= Set exercise =
Collect and copy out every line in the entries below that contains the word "white". Treat case as significant.
### The records ###
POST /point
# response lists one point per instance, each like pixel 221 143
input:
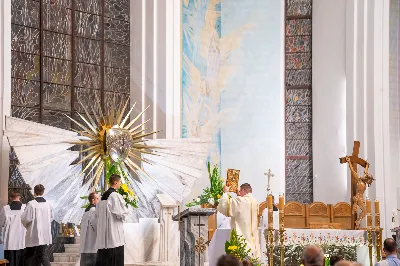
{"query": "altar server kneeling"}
pixel 13 231
pixel 110 214
pixel 88 233
pixel 37 219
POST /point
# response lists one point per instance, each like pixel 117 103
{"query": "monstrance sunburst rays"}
pixel 113 136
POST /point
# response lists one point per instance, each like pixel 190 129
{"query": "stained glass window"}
pixel 299 179
pixel 67 52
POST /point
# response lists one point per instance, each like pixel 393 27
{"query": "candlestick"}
pixel 281 202
pixel 368 203
pixel 376 206
pixel 269 201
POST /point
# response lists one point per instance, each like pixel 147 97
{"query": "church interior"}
pixel 203 128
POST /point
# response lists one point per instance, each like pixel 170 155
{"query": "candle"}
pixel 281 202
pixel 368 202
pixel 269 198
pixel 376 206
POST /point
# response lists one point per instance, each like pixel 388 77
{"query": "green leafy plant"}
pixel 237 247
pixel 212 194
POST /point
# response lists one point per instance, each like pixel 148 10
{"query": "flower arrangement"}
pixel 128 195
pixel 237 247
pixel 212 194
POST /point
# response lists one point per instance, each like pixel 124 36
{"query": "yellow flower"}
pixel 125 187
pixel 233 248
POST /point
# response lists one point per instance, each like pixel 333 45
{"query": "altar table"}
pixel 298 237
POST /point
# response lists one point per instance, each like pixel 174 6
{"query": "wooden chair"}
pixel 318 213
pixel 261 207
pixel 295 215
pixel 341 213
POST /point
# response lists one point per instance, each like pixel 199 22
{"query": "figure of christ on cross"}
pixel 358 184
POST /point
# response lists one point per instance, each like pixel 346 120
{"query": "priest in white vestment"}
pixel 37 219
pixel 110 215
pixel 243 211
pixel 88 233
pixel 13 231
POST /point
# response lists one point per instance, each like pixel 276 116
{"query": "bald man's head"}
pixel 389 246
pixel 344 263
pixel 313 256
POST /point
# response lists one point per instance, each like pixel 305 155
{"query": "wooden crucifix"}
pixel 355 161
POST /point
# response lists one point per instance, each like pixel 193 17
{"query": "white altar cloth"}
pixel 302 237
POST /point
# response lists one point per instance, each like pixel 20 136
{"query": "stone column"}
pixel 5 93
pixel 194 236
pixel 167 229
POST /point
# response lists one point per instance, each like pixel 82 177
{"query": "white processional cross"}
pixel 269 175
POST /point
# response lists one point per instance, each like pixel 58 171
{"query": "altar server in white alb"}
pixel 37 219
pixel 243 211
pixel 89 232
pixel 110 214
pixel 13 231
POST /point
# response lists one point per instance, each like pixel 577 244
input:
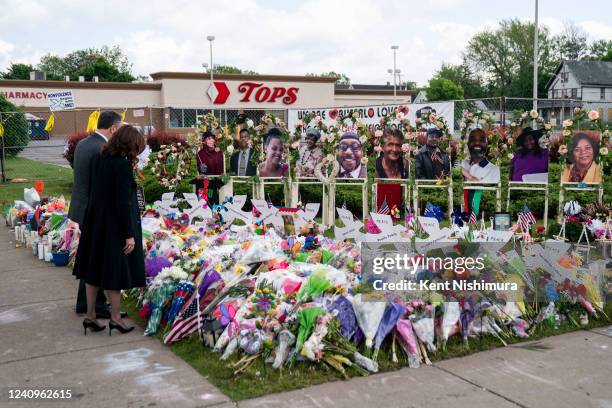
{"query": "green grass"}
pixel 58 180
pixel 261 379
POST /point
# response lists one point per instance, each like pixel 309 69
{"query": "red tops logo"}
pixel 219 93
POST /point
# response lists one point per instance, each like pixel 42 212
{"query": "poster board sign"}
pixel 371 115
pixel 60 101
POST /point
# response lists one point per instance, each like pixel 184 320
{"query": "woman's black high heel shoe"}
pixel 95 327
pixel 114 325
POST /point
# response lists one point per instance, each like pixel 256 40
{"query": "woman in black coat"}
pixel 110 254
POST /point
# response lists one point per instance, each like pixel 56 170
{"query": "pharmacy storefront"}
pixel 175 100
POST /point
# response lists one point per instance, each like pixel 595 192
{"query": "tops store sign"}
pixel 250 92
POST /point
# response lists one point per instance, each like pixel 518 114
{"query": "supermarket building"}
pixel 174 100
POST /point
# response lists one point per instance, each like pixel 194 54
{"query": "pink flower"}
pixel 593 115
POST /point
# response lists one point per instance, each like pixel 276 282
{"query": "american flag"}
pixel 472 218
pixel 526 218
pixel 187 322
pixel 384 207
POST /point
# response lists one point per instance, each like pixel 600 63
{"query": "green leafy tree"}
pixel 505 58
pixel 600 50
pixel 16 135
pixel 442 89
pixel 17 71
pixel 343 79
pixel 571 44
pixel 109 64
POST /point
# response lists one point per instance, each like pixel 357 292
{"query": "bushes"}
pixel 160 137
pixel 16 134
pixel 71 141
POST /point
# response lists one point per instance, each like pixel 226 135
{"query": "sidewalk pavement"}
pixel 43 346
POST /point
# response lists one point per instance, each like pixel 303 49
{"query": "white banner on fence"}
pixel 371 115
pixel 61 100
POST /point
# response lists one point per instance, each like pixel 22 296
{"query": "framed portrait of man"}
pixel 350 157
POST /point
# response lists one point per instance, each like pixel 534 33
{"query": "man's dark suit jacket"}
pixel 84 153
pixel 250 170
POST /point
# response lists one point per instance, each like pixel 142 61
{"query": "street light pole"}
pixel 394 48
pixel 210 39
pixel 535 61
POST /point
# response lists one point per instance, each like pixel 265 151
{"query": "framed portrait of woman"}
pixel 274 165
pixel 529 163
pixel 582 160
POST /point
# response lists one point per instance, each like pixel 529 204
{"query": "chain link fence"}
pixel 30 152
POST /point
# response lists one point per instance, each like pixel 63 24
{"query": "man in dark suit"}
pixel 86 150
pixel 432 162
pixel 240 162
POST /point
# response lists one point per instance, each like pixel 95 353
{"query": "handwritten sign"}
pixel 60 100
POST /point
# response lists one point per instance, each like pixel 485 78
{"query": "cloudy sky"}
pixel 276 36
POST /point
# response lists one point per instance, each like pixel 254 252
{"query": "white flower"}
pixel 593 115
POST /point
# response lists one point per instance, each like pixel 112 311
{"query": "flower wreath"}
pixel 434 120
pixel 595 122
pixel 497 142
pixel 267 122
pixel 398 119
pixel 173 162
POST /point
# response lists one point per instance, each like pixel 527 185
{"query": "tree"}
pixel 505 58
pixel 462 75
pixel 442 89
pixel 343 79
pixel 17 71
pixel 571 44
pixel 109 64
pixel 601 50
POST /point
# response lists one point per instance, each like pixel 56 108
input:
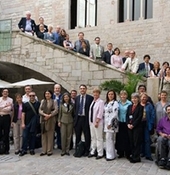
###
= Finished answer =
{"query": "priest in white vestment"}
{"query": "white altar cloth"}
{"query": "white processional cross"}
{"query": "altar server in white alb"}
{"query": "white banner on fence"}
{"query": "white flower"}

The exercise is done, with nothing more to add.